**Data provided**:
↓
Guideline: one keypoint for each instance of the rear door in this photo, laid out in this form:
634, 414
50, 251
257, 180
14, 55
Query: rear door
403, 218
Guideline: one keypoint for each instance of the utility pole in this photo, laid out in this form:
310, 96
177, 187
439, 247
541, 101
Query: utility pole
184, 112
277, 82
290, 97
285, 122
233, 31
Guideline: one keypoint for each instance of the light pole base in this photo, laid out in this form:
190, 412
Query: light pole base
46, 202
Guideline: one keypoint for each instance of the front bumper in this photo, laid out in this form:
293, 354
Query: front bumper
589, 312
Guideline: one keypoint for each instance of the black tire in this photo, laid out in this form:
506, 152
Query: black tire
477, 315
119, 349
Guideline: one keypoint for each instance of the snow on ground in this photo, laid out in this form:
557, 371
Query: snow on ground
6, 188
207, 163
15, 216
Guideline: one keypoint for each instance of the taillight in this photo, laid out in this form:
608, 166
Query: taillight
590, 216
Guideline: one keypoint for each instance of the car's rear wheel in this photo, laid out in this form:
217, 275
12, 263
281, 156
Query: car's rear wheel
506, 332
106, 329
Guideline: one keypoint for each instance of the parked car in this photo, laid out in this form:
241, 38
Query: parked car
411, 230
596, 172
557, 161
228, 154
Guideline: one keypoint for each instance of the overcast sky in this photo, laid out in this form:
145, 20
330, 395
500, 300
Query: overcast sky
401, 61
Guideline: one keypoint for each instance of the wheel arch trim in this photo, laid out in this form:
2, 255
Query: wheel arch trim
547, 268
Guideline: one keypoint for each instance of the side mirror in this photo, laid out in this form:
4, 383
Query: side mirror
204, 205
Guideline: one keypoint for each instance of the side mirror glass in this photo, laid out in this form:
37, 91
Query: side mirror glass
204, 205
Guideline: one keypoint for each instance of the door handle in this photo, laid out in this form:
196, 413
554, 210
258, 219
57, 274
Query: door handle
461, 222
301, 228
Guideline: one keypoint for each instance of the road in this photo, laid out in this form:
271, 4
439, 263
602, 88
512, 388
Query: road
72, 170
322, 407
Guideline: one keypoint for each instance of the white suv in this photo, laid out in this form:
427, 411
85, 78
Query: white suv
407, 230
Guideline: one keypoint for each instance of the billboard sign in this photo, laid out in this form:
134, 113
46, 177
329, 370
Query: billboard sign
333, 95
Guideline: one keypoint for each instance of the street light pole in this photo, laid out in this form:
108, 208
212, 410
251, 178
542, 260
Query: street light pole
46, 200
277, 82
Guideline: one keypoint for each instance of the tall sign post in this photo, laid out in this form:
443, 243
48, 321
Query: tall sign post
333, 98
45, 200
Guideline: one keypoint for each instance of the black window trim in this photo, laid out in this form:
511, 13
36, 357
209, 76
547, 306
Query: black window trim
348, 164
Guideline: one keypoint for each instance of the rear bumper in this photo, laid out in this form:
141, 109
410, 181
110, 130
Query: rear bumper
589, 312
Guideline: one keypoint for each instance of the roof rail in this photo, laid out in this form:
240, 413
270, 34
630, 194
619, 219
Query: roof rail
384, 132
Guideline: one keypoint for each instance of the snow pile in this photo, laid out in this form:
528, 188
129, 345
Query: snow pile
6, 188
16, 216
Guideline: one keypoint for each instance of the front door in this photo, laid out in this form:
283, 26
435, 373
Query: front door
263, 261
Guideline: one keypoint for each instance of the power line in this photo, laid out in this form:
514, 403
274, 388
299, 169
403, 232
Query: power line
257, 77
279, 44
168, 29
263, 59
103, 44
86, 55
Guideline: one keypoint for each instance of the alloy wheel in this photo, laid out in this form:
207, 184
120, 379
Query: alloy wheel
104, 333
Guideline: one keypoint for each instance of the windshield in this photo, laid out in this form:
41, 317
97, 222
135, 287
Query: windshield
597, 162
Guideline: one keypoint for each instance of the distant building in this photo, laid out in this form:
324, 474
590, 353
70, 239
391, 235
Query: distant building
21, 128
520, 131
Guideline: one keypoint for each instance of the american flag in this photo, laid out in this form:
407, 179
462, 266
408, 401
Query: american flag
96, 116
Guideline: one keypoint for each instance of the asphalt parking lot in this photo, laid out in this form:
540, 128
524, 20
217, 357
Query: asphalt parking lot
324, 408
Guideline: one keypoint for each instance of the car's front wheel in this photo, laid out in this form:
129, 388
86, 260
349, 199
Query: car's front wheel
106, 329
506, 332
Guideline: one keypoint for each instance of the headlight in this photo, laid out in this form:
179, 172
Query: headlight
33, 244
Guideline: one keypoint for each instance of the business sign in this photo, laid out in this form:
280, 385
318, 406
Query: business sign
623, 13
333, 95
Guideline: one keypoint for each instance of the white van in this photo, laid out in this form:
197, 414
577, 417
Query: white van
↑
**Exercise details**: Copy the stretch from the line containing "Guideline: one keypoint for each instance of the american" through the final line, reproducing every line verbatim.

**Finished exercise**:
Guideline: one keypoint for each instance of the american flag in this photo, laid out in this form:
407, 179
462, 266
408, 401
Query: american flag
96, 116
Guideline: one keypoint for each instance of the asphalt parking lot in this photo, laid out in this form:
540, 128
524, 20
217, 357
Query: asphalt parking lot
324, 408
Guideline: one keypoint for each instance of the car's front wheel in this photo, laid out in this form:
129, 388
86, 260
349, 199
Query: car's front wheel
106, 329
506, 332
Guideline: one keypoint for each instance of the headlight in this photo, laid out in this form:
179, 172
Query: headlight
33, 244
Guideline: one keypoint for each instance of the business sign in this photo, laid out in this form:
280, 385
318, 406
Query: business sign
623, 13
333, 95
Guideline: one keypoint for each instance of the white van in this photo, laid out in this form:
197, 414
577, 417
Query: white van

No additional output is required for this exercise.